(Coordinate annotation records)
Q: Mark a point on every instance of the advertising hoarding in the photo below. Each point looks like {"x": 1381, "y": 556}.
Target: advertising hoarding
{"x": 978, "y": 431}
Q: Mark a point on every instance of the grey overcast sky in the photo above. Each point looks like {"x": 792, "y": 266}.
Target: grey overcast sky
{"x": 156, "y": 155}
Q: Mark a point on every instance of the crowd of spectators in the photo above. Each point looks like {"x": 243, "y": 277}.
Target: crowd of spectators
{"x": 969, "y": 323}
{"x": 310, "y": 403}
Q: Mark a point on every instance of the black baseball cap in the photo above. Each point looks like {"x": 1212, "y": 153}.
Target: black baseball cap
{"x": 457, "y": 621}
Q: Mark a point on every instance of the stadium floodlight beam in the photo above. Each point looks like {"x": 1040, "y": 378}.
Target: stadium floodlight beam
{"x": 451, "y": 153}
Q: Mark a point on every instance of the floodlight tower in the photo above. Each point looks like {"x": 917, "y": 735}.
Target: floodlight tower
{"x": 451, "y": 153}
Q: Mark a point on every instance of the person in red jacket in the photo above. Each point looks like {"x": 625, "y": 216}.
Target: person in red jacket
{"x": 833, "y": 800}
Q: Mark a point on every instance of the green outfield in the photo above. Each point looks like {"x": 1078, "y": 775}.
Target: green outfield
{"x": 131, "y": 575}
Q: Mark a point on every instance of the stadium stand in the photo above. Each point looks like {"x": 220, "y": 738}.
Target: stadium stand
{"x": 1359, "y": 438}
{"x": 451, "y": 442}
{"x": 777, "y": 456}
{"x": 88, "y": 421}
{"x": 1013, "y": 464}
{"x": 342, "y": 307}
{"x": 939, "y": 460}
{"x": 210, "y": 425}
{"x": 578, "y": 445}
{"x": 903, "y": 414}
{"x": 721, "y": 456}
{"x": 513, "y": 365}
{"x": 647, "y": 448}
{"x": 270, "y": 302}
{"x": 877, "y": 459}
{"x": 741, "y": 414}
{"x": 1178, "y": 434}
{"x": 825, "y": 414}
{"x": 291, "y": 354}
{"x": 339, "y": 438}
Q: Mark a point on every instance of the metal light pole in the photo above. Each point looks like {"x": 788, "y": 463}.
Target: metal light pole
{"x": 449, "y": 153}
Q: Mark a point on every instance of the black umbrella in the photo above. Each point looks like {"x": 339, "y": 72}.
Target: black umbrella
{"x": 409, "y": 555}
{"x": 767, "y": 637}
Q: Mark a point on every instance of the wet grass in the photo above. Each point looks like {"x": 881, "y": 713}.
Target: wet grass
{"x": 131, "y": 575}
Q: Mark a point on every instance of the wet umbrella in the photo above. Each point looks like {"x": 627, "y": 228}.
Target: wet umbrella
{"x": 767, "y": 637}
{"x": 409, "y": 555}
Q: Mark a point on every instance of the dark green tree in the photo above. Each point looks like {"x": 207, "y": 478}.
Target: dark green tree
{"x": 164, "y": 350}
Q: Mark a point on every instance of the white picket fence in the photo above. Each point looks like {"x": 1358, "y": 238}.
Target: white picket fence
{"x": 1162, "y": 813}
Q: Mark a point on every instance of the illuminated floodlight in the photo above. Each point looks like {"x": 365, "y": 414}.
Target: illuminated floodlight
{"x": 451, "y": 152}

• _What you should do_
Rewrite all the rows above as a Markdown table with two columns, No. and Line. Give each line its own number in order, and skip any blank lines.

• _Exercise output_
| No. | Line |
|---|---|
| 1 | Q: Mark a point on every instance of the advertising hoarding in the photo below. Each point looks like {"x": 1381, "y": 556}. |
| 2 | Target: advertising hoarding |
| 3 | {"x": 978, "y": 431} |
| 4 | Q: Mark a point on every instance of the grey overcast sky in the photo above. Each point looks like {"x": 792, "y": 266}. |
| 5 | Target: grey overcast sky |
| 6 | {"x": 156, "y": 155} |
| 7 | Q: Mark a point on every instance of the crowd of spectators in the photo above. Each point looks like {"x": 243, "y": 277}. |
| 8 | Target: crowd of spectators |
| 9 | {"x": 969, "y": 323} |
| 10 | {"x": 310, "y": 403} |
| 11 | Q: Mark a point on every instance of the black baseball cap in the photo above. Each point looks like {"x": 1212, "y": 153}. |
| 12 | Target: black baseball cap |
| 13 | {"x": 457, "y": 621} |
| 14 | Q: Mark a point on every instance of the stadium floodlight beam in the photo above. Each point looks like {"x": 1040, "y": 378}. |
| 15 | Target: stadium floodlight beam |
| 16 | {"x": 451, "y": 153} |
| 17 | Q: Mark a point on every instance of the floodlight tower in the photo above. Each point looks like {"x": 917, "y": 735}. |
| 18 | Target: floodlight tower |
| 19 | {"x": 451, "y": 153} |
| 20 | Q: Mark a point on every instance of the person in red jacket in the photo above. Each point looks like {"x": 625, "y": 216}. |
| 21 | Target: person in red jacket |
| 22 | {"x": 833, "y": 800} |
| 23 | Q: Mark a point on every instance of the green outfield in the photo above. Each point looks like {"x": 1078, "y": 775}. |
| 24 | Target: green outfield |
| 25 | {"x": 131, "y": 575} |
| 26 | Q: Mark a point on every instance of the stadium stand in the photo above. Each point looks like {"x": 220, "y": 738}. |
| 27 | Target: stadium stand |
| 28 | {"x": 1359, "y": 438} |
| 29 | {"x": 451, "y": 442} |
| 30 | {"x": 777, "y": 456} |
| 31 | {"x": 88, "y": 421} |
| 32 | {"x": 1013, "y": 464} |
| 33 | {"x": 342, "y": 307} |
| 34 | {"x": 939, "y": 460} |
| 35 | {"x": 210, "y": 425} |
| 36 | {"x": 578, "y": 445} |
| 37 | {"x": 903, "y": 414} |
| 38 | {"x": 721, "y": 456} |
| 39 | {"x": 513, "y": 365} |
| 40 | {"x": 647, "y": 448} |
| 41 | {"x": 270, "y": 302} |
| 42 | {"x": 877, "y": 459} |
| 43 | {"x": 741, "y": 414} |
| 44 | {"x": 1178, "y": 434} |
| 45 | {"x": 825, "y": 414} |
| 46 | {"x": 291, "y": 354} |
| 47 | {"x": 339, "y": 438} |
| 48 | Q: Mark a point on every instance of the metal light pole in the photo above. Each point looks like {"x": 788, "y": 463}. |
| 49 | Target: metal light pole |
| 50 | {"x": 449, "y": 153} |
| 51 | Q: Mark a point on every instance of the black umbrella in the photo above. Each point looks like {"x": 339, "y": 72}. |
| 52 | Target: black umbrella |
| 53 | {"x": 409, "y": 555} |
| 54 | {"x": 767, "y": 637} |
| 55 | Q: Mark a point on every instance of the wet grass in the photo above. Each point looks like {"x": 881, "y": 713}. |
| 56 | Target: wet grass |
| 57 | {"x": 131, "y": 575} |
| 58 | Q: Mark a point on every instance of the wet umbrella in the photo above. Each point looks like {"x": 627, "y": 228}. |
| 59 | Target: wet umbrella |
| 60 | {"x": 767, "y": 637} |
| 61 | {"x": 409, "y": 555} |
| 62 | Q: Mark a point on every instance of the dark green tree in the photo above. Each point looks like {"x": 207, "y": 478}. |
| 63 | Target: dark green tree |
| 64 | {"x": 164, "y": 350} |
| 65 | Q: Mark a point on every instance of the white picket fence in the photo above. Each point looks like {"x": 1358, "y": 238}. |
| 66 | Target: white picket fence |
| 67 | {"x": 1162, "y": 813} |
| 68 | Q: Mark a point on every instance of the illuminated floodlight in the photo above. Each point looks like {"x": 365, "y": 414}. |
| 69 | Target: illuminated floodlight |
| 70 | {"x": 451, "y": 152} |